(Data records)
[Start of Attachment]

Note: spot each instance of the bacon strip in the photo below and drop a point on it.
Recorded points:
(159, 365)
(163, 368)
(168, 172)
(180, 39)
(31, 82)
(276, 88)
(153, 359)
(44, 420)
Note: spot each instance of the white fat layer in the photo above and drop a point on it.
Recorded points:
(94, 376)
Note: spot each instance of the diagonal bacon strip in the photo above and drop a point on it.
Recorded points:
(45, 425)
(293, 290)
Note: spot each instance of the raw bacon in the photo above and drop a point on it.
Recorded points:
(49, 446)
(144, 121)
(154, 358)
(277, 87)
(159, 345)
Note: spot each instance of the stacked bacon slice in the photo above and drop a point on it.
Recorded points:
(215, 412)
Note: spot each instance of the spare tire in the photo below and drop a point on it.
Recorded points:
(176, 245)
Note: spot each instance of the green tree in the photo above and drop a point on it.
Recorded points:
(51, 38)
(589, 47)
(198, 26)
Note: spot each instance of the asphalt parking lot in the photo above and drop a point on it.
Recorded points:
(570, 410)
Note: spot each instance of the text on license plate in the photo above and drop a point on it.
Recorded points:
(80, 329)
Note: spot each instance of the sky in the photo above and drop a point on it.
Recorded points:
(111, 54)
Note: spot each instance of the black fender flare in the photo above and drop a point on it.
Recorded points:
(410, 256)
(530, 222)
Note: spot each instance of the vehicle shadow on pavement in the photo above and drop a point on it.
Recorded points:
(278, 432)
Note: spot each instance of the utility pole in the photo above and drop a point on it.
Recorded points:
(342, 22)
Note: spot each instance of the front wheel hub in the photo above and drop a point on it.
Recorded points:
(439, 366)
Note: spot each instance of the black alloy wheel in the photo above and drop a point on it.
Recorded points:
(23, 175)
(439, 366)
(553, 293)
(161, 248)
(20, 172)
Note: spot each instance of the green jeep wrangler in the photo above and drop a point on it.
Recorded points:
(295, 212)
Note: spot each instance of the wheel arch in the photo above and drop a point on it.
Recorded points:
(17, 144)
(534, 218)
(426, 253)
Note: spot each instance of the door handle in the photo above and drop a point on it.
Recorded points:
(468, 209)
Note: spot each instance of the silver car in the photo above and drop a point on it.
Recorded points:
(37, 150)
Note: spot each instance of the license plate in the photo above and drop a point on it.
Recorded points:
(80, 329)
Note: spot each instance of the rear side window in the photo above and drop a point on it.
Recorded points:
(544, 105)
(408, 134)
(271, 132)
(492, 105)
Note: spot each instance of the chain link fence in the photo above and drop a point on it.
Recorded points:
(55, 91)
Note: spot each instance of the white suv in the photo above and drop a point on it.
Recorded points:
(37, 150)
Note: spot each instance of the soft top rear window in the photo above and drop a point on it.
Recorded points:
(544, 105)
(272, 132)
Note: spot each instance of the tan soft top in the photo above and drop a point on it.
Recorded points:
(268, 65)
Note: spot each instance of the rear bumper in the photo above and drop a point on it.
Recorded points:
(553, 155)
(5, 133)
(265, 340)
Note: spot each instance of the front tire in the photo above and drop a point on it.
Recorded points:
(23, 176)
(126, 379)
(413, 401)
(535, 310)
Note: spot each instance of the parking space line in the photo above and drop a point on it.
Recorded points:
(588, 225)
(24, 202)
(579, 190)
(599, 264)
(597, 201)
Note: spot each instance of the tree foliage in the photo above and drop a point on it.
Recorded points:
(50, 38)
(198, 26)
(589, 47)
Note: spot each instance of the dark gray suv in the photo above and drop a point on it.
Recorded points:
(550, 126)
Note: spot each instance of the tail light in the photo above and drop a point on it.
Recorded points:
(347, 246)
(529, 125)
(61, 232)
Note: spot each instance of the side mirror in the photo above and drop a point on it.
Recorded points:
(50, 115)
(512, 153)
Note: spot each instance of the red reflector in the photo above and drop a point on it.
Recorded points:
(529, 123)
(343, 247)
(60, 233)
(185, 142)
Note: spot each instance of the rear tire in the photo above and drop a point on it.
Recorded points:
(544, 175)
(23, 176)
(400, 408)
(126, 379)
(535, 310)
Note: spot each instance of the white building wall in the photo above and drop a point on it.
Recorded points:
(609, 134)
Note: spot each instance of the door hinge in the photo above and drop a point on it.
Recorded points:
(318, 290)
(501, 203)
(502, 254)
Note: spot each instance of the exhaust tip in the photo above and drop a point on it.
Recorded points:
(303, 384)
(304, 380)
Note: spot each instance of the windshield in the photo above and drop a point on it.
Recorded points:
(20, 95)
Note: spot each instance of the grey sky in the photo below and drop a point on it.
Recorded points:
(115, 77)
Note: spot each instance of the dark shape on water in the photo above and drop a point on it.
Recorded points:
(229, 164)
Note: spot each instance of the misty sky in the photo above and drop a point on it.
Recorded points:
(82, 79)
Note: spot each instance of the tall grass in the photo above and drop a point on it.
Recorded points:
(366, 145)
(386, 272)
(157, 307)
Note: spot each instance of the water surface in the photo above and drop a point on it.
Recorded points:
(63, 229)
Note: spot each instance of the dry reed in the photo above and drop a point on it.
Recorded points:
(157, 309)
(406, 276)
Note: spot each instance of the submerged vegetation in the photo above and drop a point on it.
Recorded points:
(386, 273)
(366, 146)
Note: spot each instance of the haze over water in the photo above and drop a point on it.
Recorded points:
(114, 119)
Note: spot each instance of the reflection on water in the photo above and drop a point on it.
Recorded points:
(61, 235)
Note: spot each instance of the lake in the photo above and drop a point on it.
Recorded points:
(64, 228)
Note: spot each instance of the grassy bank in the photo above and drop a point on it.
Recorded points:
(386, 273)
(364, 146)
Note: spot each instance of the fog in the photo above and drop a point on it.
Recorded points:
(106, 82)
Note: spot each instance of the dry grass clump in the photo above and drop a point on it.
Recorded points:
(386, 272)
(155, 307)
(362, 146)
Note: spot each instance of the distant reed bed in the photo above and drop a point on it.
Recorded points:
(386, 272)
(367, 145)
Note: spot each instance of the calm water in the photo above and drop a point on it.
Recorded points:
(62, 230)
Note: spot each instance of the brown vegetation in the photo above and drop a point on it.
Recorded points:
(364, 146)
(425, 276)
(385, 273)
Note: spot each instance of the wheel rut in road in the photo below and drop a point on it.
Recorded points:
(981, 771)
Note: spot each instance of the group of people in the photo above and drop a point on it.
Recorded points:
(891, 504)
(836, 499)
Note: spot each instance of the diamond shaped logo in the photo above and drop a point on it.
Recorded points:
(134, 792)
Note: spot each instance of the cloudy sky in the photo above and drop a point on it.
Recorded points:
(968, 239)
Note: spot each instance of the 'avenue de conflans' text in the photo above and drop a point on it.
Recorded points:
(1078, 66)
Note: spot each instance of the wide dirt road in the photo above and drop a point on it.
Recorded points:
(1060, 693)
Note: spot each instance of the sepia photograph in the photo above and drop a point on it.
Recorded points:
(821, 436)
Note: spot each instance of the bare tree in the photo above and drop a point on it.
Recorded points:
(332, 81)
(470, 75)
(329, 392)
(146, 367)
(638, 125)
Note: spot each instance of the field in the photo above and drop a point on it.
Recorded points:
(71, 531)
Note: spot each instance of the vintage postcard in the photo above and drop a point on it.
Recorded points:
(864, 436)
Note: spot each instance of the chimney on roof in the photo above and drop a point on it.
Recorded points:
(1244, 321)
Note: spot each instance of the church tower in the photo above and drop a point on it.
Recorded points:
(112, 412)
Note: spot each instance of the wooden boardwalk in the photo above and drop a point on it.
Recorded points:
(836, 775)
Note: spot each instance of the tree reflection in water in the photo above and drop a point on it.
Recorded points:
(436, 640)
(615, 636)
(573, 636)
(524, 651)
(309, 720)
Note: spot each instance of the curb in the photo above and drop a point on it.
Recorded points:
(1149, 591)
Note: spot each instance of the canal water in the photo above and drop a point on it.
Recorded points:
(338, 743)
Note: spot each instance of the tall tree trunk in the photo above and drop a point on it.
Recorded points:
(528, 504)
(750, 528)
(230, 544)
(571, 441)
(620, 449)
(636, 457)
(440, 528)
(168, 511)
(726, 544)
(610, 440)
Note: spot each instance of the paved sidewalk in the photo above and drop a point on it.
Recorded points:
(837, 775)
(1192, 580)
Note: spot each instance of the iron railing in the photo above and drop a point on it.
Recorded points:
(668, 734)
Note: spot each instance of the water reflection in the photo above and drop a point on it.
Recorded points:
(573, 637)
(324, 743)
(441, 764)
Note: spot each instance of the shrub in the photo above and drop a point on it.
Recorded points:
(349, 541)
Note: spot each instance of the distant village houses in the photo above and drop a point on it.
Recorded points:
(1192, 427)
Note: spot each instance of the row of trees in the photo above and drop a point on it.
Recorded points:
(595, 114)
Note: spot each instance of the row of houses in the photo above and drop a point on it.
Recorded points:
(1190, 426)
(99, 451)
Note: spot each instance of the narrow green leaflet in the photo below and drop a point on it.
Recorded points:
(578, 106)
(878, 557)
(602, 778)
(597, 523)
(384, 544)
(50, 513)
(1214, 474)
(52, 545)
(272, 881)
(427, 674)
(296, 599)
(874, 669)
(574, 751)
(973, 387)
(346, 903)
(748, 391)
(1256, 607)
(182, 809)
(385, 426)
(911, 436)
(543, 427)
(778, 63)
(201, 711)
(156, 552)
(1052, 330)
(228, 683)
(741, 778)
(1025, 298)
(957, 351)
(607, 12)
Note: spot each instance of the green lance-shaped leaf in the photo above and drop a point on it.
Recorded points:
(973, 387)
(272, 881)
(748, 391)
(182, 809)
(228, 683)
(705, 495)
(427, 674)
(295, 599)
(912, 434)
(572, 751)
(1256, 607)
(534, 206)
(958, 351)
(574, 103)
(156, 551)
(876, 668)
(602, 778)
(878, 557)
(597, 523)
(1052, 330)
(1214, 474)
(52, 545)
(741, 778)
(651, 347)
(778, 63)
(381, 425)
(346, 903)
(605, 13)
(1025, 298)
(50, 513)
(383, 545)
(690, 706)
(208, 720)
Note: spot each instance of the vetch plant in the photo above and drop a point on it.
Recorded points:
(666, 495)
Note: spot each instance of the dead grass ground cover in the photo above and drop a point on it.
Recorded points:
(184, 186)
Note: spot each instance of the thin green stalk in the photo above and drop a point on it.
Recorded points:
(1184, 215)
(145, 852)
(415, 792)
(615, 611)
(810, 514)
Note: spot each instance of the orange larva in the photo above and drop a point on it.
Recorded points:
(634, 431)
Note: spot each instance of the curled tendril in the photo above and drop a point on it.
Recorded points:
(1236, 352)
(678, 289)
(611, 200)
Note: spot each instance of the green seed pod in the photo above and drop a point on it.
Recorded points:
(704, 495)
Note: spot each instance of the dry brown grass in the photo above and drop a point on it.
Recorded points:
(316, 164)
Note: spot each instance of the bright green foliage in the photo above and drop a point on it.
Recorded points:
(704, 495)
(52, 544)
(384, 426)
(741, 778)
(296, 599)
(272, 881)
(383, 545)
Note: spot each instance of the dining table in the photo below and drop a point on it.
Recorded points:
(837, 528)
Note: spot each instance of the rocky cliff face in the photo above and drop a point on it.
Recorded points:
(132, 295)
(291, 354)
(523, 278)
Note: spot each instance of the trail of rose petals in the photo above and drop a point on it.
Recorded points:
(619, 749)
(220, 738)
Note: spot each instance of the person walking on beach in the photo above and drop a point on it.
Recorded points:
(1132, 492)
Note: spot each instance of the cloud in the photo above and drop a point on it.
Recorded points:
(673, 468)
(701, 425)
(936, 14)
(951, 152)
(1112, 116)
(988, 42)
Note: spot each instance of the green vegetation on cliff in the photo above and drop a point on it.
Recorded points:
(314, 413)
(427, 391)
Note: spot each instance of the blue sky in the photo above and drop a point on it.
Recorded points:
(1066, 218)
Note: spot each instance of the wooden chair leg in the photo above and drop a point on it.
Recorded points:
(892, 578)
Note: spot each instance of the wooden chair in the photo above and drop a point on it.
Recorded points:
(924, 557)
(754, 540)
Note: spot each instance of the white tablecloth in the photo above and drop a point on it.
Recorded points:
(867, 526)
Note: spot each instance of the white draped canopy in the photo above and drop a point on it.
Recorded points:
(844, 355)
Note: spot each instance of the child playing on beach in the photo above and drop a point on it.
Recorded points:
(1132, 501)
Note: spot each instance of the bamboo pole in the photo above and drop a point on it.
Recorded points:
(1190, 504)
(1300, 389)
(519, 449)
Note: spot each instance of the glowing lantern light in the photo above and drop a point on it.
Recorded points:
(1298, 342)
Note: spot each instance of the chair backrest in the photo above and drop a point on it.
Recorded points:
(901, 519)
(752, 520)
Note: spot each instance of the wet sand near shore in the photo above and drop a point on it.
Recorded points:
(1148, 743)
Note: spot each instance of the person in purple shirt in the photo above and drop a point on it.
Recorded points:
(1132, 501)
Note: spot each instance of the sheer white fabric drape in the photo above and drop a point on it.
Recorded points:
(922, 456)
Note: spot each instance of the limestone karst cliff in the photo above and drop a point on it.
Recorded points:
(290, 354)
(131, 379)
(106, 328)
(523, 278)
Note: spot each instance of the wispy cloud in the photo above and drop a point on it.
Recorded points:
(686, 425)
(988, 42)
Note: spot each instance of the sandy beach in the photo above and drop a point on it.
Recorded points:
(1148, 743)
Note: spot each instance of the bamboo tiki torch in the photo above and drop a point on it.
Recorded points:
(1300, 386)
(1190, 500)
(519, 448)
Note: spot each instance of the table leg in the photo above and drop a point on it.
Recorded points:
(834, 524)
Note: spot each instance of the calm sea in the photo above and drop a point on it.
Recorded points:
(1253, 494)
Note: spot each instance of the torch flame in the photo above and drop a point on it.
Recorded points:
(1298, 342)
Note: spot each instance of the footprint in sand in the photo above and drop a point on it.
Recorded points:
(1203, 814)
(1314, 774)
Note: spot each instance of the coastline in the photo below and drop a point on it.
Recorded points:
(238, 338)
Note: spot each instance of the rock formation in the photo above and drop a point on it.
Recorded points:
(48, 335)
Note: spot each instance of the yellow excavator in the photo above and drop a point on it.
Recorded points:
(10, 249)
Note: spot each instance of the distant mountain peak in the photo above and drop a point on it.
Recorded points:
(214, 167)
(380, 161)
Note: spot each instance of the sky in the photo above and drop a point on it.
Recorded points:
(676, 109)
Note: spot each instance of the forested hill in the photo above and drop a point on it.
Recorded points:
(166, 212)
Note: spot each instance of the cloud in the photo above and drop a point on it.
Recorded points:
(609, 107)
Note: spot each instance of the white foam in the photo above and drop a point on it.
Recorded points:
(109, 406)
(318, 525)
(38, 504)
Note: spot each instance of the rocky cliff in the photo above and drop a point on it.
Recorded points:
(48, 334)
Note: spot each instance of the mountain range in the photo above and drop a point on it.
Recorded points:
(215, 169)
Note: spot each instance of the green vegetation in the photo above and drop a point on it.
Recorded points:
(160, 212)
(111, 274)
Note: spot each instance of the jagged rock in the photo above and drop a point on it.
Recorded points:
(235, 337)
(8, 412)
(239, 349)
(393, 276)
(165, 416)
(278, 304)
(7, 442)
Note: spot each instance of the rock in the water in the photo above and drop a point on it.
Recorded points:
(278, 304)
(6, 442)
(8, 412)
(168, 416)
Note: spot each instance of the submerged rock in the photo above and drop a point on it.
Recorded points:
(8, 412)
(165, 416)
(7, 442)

[End of Attachment]

**What this task involves**
Copy all the lines above that hold the string "plate".

**Task result**
Note: spot each instance of the text on license plate in the photo above and drop a point on it.
Note: spot each instance of the license plate in the photo above and drop a point on it.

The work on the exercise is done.